▶ _EXERCISE PROMPT_
Beginning with the line that mentions "The service MUST place one dot on the navy", reproduce every line through the last line of the entries, exactly, and only those.

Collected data
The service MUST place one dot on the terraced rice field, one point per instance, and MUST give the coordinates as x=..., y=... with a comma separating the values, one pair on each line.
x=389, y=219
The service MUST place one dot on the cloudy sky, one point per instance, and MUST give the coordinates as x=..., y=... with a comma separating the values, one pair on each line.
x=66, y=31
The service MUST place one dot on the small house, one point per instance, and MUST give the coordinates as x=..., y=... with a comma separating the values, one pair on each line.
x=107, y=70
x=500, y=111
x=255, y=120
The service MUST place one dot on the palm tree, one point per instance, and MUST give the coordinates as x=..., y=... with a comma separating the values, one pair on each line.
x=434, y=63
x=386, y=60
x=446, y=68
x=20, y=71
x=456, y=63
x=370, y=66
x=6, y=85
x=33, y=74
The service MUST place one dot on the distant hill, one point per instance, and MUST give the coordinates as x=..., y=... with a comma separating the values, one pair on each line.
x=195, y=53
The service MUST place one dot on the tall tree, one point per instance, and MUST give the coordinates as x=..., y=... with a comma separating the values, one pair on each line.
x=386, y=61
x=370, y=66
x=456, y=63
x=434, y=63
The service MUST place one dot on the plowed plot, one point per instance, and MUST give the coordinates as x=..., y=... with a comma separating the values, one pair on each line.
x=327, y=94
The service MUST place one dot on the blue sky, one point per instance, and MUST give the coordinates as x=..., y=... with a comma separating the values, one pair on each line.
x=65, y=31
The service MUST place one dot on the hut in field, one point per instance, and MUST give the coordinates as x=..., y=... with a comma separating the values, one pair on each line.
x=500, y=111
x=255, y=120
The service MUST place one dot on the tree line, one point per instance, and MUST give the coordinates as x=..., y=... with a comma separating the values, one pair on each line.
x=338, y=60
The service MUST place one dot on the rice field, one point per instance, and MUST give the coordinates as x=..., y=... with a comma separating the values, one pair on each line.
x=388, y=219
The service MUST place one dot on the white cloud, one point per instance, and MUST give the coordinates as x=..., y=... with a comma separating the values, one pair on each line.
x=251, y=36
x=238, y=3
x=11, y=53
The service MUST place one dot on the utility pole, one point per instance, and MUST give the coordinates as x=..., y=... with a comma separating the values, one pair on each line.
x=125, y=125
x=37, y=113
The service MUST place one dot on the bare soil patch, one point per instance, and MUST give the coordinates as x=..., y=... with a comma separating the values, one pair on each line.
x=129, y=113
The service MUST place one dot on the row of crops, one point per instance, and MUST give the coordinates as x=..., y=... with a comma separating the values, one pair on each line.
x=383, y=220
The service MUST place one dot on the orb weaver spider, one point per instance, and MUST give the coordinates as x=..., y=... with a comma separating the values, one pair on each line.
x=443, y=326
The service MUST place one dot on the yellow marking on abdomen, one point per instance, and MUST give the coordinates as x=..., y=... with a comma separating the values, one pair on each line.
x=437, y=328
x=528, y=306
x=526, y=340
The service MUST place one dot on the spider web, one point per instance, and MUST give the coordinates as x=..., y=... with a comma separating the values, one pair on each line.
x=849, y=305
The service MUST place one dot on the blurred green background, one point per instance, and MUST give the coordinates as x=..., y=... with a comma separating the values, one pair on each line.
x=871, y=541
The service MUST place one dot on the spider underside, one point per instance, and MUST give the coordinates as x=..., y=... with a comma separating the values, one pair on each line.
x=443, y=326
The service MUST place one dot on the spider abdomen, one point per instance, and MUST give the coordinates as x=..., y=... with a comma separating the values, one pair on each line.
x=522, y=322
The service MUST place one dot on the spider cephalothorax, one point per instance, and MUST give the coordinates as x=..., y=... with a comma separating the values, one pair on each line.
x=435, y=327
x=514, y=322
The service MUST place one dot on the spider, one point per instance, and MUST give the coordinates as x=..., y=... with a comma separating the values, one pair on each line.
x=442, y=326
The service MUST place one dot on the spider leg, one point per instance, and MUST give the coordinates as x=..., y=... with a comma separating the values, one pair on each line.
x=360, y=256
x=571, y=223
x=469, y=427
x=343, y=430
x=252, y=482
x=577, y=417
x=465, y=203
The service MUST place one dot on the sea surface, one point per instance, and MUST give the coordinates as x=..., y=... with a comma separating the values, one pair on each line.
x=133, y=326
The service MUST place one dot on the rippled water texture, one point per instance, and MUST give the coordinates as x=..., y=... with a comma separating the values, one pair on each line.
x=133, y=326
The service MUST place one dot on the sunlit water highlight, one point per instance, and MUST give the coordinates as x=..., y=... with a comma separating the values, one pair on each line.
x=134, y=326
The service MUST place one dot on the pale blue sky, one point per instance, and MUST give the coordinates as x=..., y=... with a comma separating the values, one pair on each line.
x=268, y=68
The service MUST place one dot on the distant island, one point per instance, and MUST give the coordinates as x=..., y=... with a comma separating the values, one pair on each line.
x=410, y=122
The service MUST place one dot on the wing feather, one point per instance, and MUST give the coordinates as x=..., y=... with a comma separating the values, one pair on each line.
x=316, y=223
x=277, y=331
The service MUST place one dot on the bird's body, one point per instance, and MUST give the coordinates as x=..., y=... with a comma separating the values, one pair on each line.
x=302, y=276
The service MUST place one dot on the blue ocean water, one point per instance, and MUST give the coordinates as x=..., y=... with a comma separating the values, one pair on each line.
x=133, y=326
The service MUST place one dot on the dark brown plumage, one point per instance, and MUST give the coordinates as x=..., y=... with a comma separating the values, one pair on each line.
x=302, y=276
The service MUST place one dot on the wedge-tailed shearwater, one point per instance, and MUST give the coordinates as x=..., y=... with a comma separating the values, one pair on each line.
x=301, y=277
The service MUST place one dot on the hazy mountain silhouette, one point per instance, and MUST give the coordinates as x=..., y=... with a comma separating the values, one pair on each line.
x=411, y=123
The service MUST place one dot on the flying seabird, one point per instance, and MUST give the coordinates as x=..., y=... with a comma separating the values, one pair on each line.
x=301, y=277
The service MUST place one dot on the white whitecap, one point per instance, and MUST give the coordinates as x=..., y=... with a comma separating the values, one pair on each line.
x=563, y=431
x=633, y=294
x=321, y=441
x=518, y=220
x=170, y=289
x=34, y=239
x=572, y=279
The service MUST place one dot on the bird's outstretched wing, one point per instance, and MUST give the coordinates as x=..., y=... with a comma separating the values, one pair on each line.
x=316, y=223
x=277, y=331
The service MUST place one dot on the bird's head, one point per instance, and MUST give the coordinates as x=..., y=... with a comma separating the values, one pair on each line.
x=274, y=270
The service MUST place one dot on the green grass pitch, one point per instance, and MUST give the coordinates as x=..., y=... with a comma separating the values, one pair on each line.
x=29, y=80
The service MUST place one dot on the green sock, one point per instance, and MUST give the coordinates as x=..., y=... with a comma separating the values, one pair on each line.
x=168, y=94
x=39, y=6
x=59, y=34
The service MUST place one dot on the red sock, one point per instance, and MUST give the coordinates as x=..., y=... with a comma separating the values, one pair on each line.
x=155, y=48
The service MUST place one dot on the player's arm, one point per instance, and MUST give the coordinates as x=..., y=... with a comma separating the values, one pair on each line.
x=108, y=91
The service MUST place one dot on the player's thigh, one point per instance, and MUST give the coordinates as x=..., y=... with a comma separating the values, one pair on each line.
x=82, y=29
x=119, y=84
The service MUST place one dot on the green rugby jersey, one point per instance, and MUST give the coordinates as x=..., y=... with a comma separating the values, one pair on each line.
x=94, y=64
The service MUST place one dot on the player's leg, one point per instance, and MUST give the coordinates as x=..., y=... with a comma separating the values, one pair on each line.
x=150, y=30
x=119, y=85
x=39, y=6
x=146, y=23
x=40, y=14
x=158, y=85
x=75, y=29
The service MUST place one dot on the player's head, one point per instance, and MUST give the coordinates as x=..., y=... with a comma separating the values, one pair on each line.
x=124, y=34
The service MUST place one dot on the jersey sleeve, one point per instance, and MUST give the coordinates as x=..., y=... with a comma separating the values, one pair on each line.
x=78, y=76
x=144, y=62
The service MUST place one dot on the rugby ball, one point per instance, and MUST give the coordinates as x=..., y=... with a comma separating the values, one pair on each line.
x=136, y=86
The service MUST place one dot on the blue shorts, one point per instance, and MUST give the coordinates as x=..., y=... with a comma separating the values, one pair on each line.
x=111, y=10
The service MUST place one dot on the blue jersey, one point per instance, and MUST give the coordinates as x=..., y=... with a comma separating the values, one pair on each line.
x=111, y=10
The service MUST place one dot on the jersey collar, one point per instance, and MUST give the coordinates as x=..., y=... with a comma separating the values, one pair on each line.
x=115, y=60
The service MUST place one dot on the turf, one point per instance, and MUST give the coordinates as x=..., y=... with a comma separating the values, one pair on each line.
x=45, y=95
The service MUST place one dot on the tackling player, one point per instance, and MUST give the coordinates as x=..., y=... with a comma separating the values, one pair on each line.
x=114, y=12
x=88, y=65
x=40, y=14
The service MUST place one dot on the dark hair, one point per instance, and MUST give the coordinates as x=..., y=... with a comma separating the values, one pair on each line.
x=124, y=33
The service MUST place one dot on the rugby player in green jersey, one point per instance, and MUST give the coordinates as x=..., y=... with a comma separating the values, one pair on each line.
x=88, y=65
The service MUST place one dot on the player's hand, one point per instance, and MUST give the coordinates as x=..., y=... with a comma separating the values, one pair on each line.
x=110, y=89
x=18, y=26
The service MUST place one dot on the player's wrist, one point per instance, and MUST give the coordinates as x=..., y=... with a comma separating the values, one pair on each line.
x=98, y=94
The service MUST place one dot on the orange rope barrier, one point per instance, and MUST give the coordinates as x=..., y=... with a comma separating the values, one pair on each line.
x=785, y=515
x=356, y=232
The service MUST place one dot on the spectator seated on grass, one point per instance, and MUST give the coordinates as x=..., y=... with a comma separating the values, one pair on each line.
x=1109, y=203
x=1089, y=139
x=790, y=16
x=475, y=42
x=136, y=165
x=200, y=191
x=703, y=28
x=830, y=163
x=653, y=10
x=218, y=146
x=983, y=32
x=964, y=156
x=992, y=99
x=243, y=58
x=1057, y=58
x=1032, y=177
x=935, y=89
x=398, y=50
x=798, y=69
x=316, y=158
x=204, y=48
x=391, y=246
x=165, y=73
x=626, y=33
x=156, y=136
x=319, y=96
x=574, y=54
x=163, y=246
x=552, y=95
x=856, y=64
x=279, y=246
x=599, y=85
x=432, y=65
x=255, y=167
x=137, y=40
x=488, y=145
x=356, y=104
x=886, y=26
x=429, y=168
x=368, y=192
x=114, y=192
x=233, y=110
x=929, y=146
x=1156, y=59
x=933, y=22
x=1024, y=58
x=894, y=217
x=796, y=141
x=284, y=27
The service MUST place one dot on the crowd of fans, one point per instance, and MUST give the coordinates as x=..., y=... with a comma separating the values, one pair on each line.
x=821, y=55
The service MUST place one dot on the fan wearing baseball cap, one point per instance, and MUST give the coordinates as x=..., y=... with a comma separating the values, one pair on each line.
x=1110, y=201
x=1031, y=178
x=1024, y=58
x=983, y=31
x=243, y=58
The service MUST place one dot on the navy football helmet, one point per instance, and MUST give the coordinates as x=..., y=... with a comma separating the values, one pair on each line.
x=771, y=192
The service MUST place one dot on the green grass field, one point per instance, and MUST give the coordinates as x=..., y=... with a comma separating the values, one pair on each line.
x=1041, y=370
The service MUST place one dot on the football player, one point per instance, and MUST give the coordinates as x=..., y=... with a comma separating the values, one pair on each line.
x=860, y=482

▶ _EXERCISE RESPONSE_
The service MUST place one dot on the navy football helmet, one point per instance, and MUST give the coordinates as x=..., y=... with a comma separating the values, one pair on each line.
x=771, y=192
The service MUST place one dot on the green grass field, one point per instance, and MUST give the coordinates as x=..., y=... with a comma separating the values, one pair on each line.
x=1041, y=370
The service MUST place one dot on the football player, one point per instance, and MUST give the coordinates as x=..., y=... with a comma separating the values, one pair on each line.
x=860, y=482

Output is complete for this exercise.